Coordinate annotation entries

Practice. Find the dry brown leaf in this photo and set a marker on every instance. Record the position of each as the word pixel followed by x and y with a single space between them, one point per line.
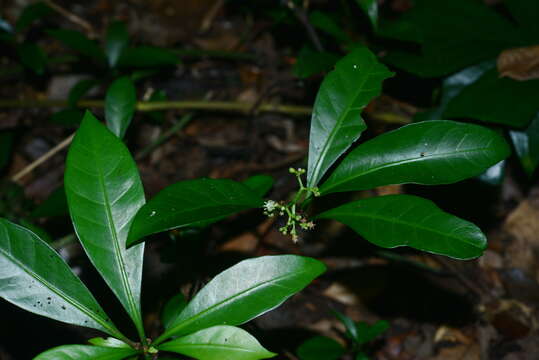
pixel 519 63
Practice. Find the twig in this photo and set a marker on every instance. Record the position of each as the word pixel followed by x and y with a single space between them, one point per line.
pixel 42 158
pixel 164 105
pixel 72 17
pixel 301 15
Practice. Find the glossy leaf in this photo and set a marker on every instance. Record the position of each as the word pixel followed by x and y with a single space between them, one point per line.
pixel 192 203
pixel 117 39
pixel 30 14
pixel 79 90
pixel 336 121
pixel 218 343
pixel 259 184
pixel 526 145
pixel 78 42
pixel 172 309
pixel 146 56
pixel 120 104
pixel 453 34
pixel 320 348
pixel 85 352
pixel 452 86
pixel 104 192
pixel 404 220
pixel 108 342
pixel 34 277
pixel 310 62
pixel 370 7
pixel 428 153
pixel 496 100
pixel 33 57
pixel 245 291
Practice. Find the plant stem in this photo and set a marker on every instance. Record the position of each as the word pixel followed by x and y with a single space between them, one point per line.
pixel 226 106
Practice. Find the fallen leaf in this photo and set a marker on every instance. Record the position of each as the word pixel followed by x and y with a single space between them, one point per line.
pixel 519 63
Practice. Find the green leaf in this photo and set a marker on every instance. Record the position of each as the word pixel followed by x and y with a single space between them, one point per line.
pixel 526 145
pixel 310 62
pixel 245 291
pixel 218 343
pixel 30 14
pixel 34 277
pixel 496 100
pixel 367 333
pixel 320 348
pixel 404 220
pixel 328 25
pixel 33 57
pixel 85 352
pixel 120 104
pixel 147 56
pixel 453 34
pixel 453 85
pixel 104 192
pixel 429 153
pixel 78 42
pixel 336 121
pixel 370 7
pixel 108 342
pixel 80 89
pixel 6 143
pixel 260 184
pixel 172 309
pixel 117 39
pixel 192 203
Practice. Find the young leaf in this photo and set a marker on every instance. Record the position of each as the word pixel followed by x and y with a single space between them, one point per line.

▸ **PROBLEM STATEMENT**: Edit the entries from the line containing "Practice. Find the plant" through the end of the entries, replacing "marker" with "pin" and changing nothing else. Return only those lines.

▸ **CORRECT RESPONSE**:
Practice. Find the plant stem in this photo and set a pin on every instance. Record the position of each as the word pixel followed by x and y with a single space between them, one point per line.
pixel 226 106
Practice. Find the fallen leaf in this photo and set a pin on every instance. Record the position of each as the word pixel followed by x and y with a single space between them, one point per line.
pixel 519 63
Practice. Find the green leaf in this photo and set a pin on every instance. Record the position of each as the word pixel followed by x and y with a single space between them, one point per line.
pixel 526 145
pixel 310 62
pixel 245 291
pixel 218 343
pixel 30 14
pixel 34 277
pixel 496 100
pixel 367 333
pixel 320 348
pixel 404 220
pixel 328 25
pixel 33 57
pixel 85 352
pixel 120 104
pixel 147 56
pixel 453 34
pixel 453 85
pixel 104 192
pixel 429 153
pixel 78 42
pixel 336 121
pixel 370 7
pixel 108 342
pixel 80 89
pixel 6 143
pixel 260 184
pixel 172 309
pixel 117 39
pixel 192 203
Practice. Find the young leaf in this photo and set a pin on every instance. Record the position of each as the word pixel followed by x and y with a single space between them, one point per line.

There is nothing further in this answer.